## Aim
All of the records below must be output exactly, with no pictures carried over.

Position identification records
--- begin ---

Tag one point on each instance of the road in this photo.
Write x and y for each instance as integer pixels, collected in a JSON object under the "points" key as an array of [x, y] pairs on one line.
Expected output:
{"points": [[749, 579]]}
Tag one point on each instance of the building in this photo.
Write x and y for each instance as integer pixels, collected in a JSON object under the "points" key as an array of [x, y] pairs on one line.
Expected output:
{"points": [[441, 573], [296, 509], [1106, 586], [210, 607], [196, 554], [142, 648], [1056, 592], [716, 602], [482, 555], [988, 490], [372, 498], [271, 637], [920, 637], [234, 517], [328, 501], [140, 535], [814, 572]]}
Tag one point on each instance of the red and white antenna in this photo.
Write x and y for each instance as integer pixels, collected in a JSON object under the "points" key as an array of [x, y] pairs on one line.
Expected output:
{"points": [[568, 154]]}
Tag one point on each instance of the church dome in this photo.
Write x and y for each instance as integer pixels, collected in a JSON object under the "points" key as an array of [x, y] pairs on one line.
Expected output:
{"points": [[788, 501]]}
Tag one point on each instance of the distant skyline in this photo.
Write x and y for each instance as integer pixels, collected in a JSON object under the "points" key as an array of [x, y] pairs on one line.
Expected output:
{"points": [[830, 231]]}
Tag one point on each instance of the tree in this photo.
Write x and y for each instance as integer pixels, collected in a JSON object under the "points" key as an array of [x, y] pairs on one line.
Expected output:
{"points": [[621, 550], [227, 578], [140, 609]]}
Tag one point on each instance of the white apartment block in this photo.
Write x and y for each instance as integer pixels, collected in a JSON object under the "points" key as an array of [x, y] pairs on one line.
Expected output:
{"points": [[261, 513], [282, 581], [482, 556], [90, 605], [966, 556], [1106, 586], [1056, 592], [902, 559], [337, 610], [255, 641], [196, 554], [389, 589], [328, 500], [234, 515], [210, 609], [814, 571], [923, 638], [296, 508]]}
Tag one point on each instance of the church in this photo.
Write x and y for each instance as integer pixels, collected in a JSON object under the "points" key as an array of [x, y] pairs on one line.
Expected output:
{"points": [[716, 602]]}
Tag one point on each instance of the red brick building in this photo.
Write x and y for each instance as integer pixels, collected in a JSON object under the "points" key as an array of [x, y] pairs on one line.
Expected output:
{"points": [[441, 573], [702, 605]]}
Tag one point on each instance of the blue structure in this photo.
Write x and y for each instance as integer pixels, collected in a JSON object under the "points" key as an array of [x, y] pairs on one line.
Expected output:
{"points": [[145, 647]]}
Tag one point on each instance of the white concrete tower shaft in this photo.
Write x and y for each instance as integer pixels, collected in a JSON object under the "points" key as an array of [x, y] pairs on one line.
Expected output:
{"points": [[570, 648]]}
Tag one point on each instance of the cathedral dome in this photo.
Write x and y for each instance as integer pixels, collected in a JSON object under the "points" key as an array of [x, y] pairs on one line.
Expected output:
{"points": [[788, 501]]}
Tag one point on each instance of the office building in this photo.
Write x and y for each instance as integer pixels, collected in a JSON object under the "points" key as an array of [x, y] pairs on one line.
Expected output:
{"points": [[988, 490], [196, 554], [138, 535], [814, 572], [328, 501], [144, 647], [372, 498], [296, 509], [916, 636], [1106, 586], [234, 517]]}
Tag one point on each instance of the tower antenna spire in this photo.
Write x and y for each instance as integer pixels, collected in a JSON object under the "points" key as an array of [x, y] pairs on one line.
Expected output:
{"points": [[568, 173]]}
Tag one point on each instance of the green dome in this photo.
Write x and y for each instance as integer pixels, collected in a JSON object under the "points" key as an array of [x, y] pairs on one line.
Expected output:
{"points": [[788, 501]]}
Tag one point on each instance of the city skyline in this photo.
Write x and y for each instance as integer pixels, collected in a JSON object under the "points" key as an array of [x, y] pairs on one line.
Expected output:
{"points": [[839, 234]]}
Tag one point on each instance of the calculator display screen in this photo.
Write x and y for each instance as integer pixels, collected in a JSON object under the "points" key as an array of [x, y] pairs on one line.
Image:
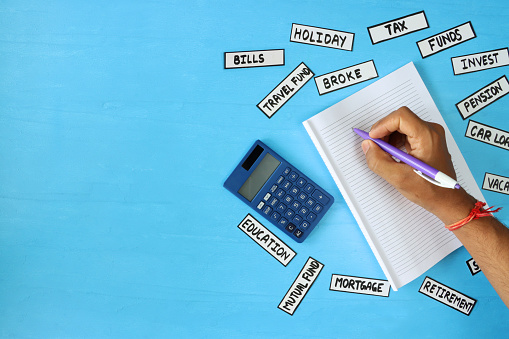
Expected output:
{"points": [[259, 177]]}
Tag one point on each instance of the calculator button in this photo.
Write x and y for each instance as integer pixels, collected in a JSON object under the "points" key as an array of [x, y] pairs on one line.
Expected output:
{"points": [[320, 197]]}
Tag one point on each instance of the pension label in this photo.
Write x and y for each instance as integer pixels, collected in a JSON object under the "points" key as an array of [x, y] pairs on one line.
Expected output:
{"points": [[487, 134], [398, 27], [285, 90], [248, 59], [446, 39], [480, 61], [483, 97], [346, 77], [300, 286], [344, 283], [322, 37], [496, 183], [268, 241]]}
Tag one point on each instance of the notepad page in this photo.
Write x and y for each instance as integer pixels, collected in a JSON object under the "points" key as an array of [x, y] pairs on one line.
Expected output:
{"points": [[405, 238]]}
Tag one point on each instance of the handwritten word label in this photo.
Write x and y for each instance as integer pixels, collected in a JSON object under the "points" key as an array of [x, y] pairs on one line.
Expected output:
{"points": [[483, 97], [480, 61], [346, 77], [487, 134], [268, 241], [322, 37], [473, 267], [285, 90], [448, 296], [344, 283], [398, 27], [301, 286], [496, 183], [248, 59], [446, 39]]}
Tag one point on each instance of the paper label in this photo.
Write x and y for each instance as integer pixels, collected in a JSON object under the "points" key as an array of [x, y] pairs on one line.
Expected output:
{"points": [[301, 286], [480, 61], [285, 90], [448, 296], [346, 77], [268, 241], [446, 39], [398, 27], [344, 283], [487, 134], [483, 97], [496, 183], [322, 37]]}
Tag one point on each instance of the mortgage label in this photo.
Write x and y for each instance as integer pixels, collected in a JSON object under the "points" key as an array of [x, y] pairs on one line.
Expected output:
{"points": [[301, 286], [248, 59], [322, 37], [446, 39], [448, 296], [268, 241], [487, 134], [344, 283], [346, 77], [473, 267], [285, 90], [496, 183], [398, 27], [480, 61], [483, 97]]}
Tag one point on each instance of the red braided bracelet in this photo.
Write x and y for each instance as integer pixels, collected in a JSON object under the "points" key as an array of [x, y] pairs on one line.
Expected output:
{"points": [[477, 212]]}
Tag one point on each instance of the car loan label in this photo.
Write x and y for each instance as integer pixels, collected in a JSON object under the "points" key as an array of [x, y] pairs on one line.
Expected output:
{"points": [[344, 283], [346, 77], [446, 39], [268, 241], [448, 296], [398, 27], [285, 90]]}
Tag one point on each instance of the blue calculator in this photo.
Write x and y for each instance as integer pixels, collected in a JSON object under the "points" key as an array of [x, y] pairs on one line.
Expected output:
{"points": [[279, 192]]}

--- end ---

## Result for this exercise
Tag one point on each instance of the road in this photo.
Write x and y for each instance as integer pixels, collected in a JSON object under the "points" key as an array of [x, y] pairs on one line.
Expected output:
{"points": [[749, 579]]}
Tag one point on each instance of the building in this photo.
Write x and y for each instance as integer pixels, collected in a JSON object under the "points" key as an array of [x, y] pairs on one line.
Expected output:
{"points": [[441, 573], [296, 509], [1106, 586], [210, 607], [196, 554], [142, 648], [1056, 592], [716, 602], [482, 555], [988, 490], [372, 498], [271, 637], [920, 637], [234, 517], [328, 501], [140, 535], [814, 572]]}
Tag one point on each instance of the red and white antenna in this photo.
Write x and y for each instance as integer pixels, collected in a JSON object under the "points" key as an array of [x, y] pairs on one line.
Expected output:
{"points": [[568, 154]]}
Tag one point on each instance of the church dome in this photo.
Write x and y for each instance as integer pixels, collected in a JSON object under the "points" key as an array of [x, y] pairs on one line.
Expected output:
{"points": [[788, 501]]}
Tag one point on each instance of the distant skyline in this photo.
Write x and y for each instance as integer pixels, collected in a JSON object under the "points" key as an array of [x, y] pairs on one line.
Expected output:
{"points": [[830, 231]]}
Tag one point on each instance of the tree in this photo.
Write x and y for each instance as integer pixels, collected in a JSON object under the "points" key as an array of [x, y] pairs on one line.
Expected output:
{"points": [[621, 550], [227, 578], [140, 609]]}
Tag one point on each instance of the white apartment block in this photo.
Write x and y for each instance as integer pixels, collected in a JSON object under the "points" key as an array of [x, y] pairs on one line.
Expected output:
{"points": [[261, 513], [282, 581], [482, 556], [90, 605], [966, 556], [1106, 586], [1056, 592], [902, 559], [337, 610], [255, 641], [196, 554], [389, 589], [328, 500], [234, 515], [210, 609], [814, 571], [923, 638], [296, 508]]}
Tag one point on each instance of the church in this photo.
Write x and y for each instance as integer pixels, collected in a JSON object under the "points" key as an array of [x, y] pairs on one line.
Expected output:
{"points": [[716, 602]]}
Tag one point on each instance of the red brick building in this photo.
Write x and y for each instance as integer pixels, collected in a JSON object under the "points" key as an array of [x, y] pairs on one line.
Expected output:
{"points": [[441, 573], [702, 605]]}
Tag one point on each instance of the blue structure in this photo.
Write x and y for each instance as integer pixels, collected in a JSON object under the "points" key as an array of [x, y] pairs on one line.
Expected output:
{"points": [[145, 647]]}
Tag one point on each instance of the white concrete tower shaft in this photo.
Write x and y for each instance as integer pixels, collected in a JSON object under the "points" key as an array of [x, y] pairs on one line.
Expected output:
{"points": [[570, 648]]}
Tag one point on each instance of the cathedral dome in this photo.
Write x and y for each instance as integer pixels, collected in a JSON object under the "points" key as an array of [x, y] pairs on one line.
Expected output:
{"points": [[788, 501]]}
Tag one point on each instance of the office building in this photo.
Write x and y for each instance as integer pixels, collected in a JSON object under the "points" key as an array of [x, y] pairs on one line.
Expected output:
{"points": [[988, 490], [196, 554], [138, 535], [814, 572], [328, 501], [144, 647], [372, 498], [296, 509], [916, 636], [1106, 586], [234, 517]]}
Tag one point on each instance of the tower antenna spire in this photo.
Write x and y for each instance as integer pixels, collected in a JSON object under the "points" key as an array of [x, y] pairs on one line.
Expected output:
{"points": [[568, 173]]}
Tag one point on each instance of the green dome in this photo.
Write x and y for each instance as integer pixels, collected in a JSON object under the "points" key as an array of [x, y] pairs on one line.
Expected output:
{"points": [[788, 501]]}
Tag one point on each instance of the city skyline in this photo.
Write x and y for each instance as integer pixels, collected in a JSON object under the "points" key as an array of [x, y] pairs on one line.
Expected output:
{"points": [[839, 234]]}
Tag one point on each instance of the calculator display screen in this photo.
Write x and y for each instance as integer pixels, collected in a JSON object under the "points" key as an array of [x, y] pairs on one line.
Image:
Expected output:
{"points": [[259, 177]]}
Tag one point on each instance of the calculator button in this photo.
Write x and y for each instance as integer pixels, collected in a JSON object under the "points" key as an array of [x, y] pairs on one line.
Expected output:
{"points": [[320, 197]]}
Tag one point on each instance of the pension label in this photo.
Write x and y for each instance as integer pixels, collected in a JSON object under the "points" key as an array of [x, y] pairs on one line.
Expected output:
{"points": [[487, 134], [398, 27], [285, 90], [248, 59], [446, 39], [480, 61], [483, 97], [346, 77], [300, 286], [344, 283], [322, 37], [496, 183], [268, 241]]}
Tag one point on each instance of the notepad page in this photo.
Write x and y for each instance as integer pixels, collected in a JSON object under the "points" key as an array of [x, y] pairs on one line.
Expected output:
{"points": [[405, 238]]}
Tag one point on each instance of the handwritten word label in this photo.
Write x and y for each instance as integer pixels, collected in a JSON object under the "points" key as an array of [x, y] pairs on one line.
Expected output:
{"points": [[483, 97], [480, 61], [346, 77], [487, 134], [268, 241], [322, 37], [473, 267], [285, 90], [448, 296], [344, 283], [398, 27], [301, 286], [496, 183], [248, 59], [446, 39]]}
Tag one point on each instance of the paper label in this photo.
Write x and y for each instance as integer pixels, collected in a JSON object under the "points" key as an array of [x, y] pairs on one line.
Expected output:
{"points": [[301, 286], [480, 61], [285, 90], [448, 296], [346, 77], [268, 241], [446, 39], [398, 27], [344, 283], [487, 134], [483, 97], [496, 183], [322, 37]]}
Tag one point on each instance of the mortgage label in this photo.
Write x and y for each instance as integer pixels, collected in a JSON object under the "points" key as an array of [x, y] pairs on one line.
Expected output:
{"points": [[301, 286], [248, 59], [322, 37], [446, 39], [448, 296], [268, 241], [487, 134], [344, 283], [346, 77], [473, 267], [285, 90], [496, 183], [398, 27], [480, 61], [483, 97]]}
Tag one point on each instance of the red braided bracelet in this photo.
Write x and y for each instance as integer pixels, collected in a JSON object under the "points" key as an array of [x, y] pairs on one line.
Expected output:
{"points": [[477, 212]]}
Tag one point on each instance of the car loan label in this photo.
Write x and y for each instance as integer pixels, collected in a JSON object under the "points" key as an array of [x, y] pairs on one line.
Expected output:
{"points": [[344, 283], [346, 77], [446, 39], [268, 241], [448, 296], [398, 27], [285, 90]]}
Tag one point on each instance of the blue calculator in this photo.
Write x and y for each instance as integer pixels, collected in a JSON object under the "points" key as an array of [x, y] pairs on one line.
Expected output:
{"points": [[279, 192]]}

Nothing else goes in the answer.